• YOUR TASK:
Once the images are removed, repeat all of the entries exactly.

Segment Start: MATERIAL SHOWN

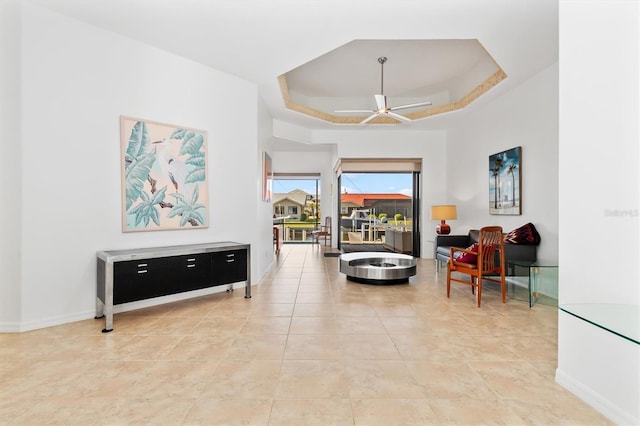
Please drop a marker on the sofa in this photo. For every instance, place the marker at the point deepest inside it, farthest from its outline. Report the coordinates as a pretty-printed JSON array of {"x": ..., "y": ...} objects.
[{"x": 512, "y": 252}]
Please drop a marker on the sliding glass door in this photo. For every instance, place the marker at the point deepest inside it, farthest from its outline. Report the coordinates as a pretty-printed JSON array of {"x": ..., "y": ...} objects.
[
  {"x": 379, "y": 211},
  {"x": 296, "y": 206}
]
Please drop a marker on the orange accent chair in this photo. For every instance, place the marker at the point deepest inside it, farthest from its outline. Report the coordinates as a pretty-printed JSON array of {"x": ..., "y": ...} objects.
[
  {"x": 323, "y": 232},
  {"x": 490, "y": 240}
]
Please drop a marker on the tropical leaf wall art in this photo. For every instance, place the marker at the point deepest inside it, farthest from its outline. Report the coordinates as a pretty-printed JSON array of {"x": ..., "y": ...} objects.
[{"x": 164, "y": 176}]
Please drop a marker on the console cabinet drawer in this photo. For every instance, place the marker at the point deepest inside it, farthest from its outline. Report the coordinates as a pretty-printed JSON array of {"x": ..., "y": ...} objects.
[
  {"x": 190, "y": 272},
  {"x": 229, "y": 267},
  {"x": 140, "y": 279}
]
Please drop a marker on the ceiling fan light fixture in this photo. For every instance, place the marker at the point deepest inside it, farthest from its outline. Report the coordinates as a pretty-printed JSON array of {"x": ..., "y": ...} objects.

Segment End: MATERIAL SHOWN

• REPLY TO THE TASK:
Please drop a marker on the sofa in this photo. For every instance, place the marker at the point deepest inside it, farthest from its outline. Report the coordinates as a pretty-printed JSON array of {"x": ..., "y": ...} objects.
[{"x": 512, "y": 252}]
Please drop a marker on the sliding glass door in this photo. For every instance, place the marker at the point deepest inside it, farthest from its outline. Report the coordinates as a pretty-printed JSON array of {"x": ..., "y": ...} objects.
[
  {"x": 379, "y": 211},
  {"x": 296, "y": 206}
]
Please drop a marker on the orange accent chair in this photo. For every instance, place the marker at the point deepest inside it, farthest from its outline. Report the coordinates as a pretty-printed JSON array of {"x": ..., "y": ...} objects.
[
  {"x": 323, "y": 232},
  {"x": 490, "y": 240}
]
Please drop a marker on the tropical leaf wall art in this photo. For every instance, place the marker at the point deepest inside it, farthest from its outline. Report the coordinates as a pretty-printed JSON array of {"x": ..., "y": ...} objects.
[{"x": 164, "y": 176}]
Please drop a marker on the console cabinet drawer in this photo. For every instance, place the marker at the point deepest inside it, farthest from its outline. Report the coordinates as a pretty-printed JSON array of {"x": ..., "y": ...} objects.
[
  {"x": 190, "y": 272},
  {"x": 229, "y": 267},
  {"x": 140, "y": 279}
]
Please drop a marker on the ceiling fan light fixture in this photo. For every instance, place the marker at the point deepest inside it, farthest from its outline. Report the coordinates as a pretty-printed JSON array of {"x": ..., "y": ...} objects.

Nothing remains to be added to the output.